» **Provided records**
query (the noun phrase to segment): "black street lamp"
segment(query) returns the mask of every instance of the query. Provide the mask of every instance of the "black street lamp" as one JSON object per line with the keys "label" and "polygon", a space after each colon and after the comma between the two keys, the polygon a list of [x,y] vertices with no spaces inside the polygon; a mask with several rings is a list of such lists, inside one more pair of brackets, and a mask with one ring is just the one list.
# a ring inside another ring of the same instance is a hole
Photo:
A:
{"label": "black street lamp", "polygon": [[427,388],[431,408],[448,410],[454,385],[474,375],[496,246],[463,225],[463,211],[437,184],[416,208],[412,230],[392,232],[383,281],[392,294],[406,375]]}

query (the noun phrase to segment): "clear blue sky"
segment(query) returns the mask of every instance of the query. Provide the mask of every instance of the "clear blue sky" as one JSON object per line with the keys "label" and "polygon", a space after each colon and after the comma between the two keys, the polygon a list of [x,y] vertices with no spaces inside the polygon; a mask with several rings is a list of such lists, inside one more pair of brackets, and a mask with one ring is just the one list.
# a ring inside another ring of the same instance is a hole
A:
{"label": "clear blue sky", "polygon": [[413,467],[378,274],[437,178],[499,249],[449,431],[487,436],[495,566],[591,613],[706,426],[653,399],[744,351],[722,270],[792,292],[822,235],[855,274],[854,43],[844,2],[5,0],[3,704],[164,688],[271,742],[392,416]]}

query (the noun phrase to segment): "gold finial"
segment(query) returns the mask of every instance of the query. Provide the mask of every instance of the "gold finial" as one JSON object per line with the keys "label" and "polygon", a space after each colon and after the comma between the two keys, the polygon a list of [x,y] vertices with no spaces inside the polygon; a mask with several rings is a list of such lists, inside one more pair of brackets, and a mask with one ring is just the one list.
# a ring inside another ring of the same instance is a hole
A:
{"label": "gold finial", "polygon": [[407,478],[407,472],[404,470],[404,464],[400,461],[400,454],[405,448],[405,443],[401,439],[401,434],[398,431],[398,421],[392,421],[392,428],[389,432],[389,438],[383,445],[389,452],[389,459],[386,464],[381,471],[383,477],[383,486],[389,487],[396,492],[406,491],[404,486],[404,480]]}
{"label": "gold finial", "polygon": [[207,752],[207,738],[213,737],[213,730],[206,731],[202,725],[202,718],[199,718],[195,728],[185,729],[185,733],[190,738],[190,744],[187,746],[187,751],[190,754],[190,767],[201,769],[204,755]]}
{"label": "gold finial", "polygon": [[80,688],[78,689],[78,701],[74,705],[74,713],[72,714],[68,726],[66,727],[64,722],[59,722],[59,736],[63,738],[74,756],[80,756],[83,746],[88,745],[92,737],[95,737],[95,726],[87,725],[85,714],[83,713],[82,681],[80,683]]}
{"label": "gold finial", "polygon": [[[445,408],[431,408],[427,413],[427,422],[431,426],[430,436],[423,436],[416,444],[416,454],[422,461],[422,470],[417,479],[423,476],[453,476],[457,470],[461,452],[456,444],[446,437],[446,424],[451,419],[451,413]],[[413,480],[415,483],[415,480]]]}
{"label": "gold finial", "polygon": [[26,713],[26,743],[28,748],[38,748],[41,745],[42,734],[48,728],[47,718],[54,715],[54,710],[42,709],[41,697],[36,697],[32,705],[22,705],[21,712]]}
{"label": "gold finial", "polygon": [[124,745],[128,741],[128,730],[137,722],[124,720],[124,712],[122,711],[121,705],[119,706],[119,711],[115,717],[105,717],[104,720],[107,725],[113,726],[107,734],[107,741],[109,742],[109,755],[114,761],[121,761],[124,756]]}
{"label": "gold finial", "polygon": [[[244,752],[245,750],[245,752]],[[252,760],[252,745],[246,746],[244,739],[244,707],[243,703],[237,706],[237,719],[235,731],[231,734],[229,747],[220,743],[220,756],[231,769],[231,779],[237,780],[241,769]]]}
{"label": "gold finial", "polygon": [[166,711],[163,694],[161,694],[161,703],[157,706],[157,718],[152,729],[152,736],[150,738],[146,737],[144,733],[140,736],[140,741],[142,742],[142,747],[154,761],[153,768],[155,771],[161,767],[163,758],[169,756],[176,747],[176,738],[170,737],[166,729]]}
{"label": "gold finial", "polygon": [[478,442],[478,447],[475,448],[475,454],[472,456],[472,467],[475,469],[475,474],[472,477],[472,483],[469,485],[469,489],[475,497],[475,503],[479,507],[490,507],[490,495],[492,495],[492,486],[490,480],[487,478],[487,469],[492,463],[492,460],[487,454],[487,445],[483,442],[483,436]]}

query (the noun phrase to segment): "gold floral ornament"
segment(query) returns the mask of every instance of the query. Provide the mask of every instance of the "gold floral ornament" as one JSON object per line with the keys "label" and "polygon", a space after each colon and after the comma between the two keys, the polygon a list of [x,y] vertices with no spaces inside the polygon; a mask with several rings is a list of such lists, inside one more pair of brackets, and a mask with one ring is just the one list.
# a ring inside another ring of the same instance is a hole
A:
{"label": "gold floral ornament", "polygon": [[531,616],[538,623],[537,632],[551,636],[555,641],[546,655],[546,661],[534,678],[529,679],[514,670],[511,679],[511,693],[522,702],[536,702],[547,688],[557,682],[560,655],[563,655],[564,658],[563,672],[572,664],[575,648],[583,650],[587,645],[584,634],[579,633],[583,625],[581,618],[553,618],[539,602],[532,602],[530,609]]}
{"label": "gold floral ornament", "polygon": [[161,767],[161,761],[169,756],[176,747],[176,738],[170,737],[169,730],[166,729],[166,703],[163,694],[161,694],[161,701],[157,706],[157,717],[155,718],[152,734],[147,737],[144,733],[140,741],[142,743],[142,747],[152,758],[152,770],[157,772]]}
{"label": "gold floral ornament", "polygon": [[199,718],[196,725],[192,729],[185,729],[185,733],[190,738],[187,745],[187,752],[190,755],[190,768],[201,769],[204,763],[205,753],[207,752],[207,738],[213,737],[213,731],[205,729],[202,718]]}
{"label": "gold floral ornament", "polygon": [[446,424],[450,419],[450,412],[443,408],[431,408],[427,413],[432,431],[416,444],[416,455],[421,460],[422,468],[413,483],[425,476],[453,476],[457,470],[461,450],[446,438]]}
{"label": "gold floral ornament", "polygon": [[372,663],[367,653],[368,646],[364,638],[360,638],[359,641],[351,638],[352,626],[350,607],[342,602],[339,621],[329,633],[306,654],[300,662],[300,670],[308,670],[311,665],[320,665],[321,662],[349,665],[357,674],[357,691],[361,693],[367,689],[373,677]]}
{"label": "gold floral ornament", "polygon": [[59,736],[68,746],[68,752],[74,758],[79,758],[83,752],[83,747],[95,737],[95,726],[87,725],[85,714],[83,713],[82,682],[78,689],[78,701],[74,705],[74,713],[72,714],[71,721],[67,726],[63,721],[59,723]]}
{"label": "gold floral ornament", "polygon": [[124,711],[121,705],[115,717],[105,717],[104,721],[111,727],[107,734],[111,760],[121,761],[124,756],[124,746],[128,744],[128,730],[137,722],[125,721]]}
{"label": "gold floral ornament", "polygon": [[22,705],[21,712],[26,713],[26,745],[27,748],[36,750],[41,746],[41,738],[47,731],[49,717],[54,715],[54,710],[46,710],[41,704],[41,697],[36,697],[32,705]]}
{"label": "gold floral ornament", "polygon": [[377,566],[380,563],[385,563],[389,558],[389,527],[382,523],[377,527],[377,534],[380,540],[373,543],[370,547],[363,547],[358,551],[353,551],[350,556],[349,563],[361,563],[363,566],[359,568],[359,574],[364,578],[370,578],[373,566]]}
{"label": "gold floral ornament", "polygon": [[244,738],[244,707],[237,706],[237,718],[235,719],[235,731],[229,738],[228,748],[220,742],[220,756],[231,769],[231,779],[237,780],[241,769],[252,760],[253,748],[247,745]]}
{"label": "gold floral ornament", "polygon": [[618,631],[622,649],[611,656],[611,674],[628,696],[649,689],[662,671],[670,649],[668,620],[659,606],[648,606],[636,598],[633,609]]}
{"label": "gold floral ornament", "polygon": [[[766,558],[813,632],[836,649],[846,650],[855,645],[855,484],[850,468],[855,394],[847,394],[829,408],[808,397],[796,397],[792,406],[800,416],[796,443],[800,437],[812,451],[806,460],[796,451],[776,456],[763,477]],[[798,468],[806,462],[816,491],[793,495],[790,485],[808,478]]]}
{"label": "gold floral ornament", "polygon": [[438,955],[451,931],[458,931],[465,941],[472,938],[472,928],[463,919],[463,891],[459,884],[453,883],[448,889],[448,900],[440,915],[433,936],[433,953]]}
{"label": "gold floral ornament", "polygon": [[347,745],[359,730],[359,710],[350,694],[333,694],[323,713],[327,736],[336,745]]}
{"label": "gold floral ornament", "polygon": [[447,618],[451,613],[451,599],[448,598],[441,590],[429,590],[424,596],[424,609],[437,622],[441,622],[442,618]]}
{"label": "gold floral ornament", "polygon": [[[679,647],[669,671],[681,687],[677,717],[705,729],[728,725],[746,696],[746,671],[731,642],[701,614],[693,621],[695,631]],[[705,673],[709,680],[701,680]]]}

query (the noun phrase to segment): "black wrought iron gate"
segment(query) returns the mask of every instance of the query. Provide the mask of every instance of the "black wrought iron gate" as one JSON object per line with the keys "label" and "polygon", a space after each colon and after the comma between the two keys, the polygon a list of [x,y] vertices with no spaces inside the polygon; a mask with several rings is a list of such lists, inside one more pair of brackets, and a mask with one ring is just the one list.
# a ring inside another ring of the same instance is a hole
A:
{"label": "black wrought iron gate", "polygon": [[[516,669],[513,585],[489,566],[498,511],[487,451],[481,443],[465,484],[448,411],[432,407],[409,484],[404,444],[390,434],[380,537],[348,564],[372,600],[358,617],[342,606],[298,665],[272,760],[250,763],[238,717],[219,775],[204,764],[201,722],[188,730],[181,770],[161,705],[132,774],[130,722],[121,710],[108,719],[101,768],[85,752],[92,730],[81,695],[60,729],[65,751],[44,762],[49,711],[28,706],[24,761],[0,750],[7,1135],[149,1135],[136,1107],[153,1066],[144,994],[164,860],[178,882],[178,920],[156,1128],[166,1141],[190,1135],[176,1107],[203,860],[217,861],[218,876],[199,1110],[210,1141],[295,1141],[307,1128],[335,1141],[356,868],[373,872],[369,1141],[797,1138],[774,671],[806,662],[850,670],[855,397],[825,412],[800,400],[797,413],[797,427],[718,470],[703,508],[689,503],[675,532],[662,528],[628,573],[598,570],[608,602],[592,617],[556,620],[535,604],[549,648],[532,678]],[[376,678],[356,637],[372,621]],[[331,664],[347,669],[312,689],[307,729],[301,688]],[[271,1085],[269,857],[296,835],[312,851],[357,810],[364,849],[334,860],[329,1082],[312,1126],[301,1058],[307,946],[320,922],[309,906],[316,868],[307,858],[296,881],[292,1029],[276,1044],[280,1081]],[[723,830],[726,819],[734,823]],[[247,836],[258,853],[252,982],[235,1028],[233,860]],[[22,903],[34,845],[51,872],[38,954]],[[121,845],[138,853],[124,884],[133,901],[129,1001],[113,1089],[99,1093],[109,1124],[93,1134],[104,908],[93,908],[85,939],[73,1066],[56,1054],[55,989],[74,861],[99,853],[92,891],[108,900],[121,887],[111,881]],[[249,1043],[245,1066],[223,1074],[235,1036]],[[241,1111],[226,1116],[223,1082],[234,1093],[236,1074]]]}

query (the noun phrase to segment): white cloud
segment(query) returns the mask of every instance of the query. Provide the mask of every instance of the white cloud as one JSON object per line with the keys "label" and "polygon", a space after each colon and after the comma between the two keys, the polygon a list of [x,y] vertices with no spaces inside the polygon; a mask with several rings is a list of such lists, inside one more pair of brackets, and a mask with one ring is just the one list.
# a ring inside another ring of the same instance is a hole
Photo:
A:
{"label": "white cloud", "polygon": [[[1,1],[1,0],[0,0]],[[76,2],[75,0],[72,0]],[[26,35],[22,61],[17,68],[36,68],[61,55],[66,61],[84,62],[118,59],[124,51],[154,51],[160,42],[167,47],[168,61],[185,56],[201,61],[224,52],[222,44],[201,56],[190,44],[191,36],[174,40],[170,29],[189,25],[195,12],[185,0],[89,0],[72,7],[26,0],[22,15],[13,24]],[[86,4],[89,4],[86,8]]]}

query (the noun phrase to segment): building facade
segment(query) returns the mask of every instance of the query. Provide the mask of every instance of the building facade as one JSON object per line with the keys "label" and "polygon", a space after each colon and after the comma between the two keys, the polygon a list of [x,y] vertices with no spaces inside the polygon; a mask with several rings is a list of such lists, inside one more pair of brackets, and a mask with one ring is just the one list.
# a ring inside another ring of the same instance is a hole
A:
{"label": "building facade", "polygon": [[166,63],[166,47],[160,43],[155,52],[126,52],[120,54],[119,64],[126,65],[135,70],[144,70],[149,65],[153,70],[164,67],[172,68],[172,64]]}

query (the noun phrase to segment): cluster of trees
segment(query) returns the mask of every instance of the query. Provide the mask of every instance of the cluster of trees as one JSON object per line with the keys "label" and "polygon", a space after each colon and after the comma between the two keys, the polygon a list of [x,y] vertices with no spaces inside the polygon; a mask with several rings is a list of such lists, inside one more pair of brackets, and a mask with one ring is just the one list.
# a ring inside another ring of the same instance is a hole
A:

» **Task brief**
What needs duplicating is the run of lines from the one containing "query (the noun phrase to segment): building" through the last line of the entries above, exact and complete.

» **Exercise output**
query (the noun phrase to segment): building facade
segment(query) returns the mask of every instance of the query. Provide the mask of every instance of the building facade as one JSON object per line with the keys "label" and "polygon", a space after each colon and after the comma between the two keys, the polygon a list of [x,y] vertices with no spaces inside the polygon; a mask with several rings is a list of such lists, inside one more pair of brackets, and a mask with one ring is just the one list.
# a ring inside another ring of the same instance is a hole
A:
{"label": "building facade", "polygon": [[166,63],[166,47],[160,43],[155,52],[126,52],[120,54],[119,64],[126,65],[135,70],[144,70],[149,65],[153,70],[164,67],[172,68],[172,64]]}

query (the noun phrase to segment): cluster of trees
segment(query) returns the mask of every instance of the query. Provide the mask of every instance of the cluster of trees as one JSON object per line with the keys "label" and "polygon", a space after each colon and after the comma between the two keys, the polygon a list of [x,y] vertices with no spaces inside the polygon; a mask with several rings is a list of such lists, inside one more pair of brackets, and a mask with one ring is just the one list.
# a ring inside another ring of the same instance is a hole
A:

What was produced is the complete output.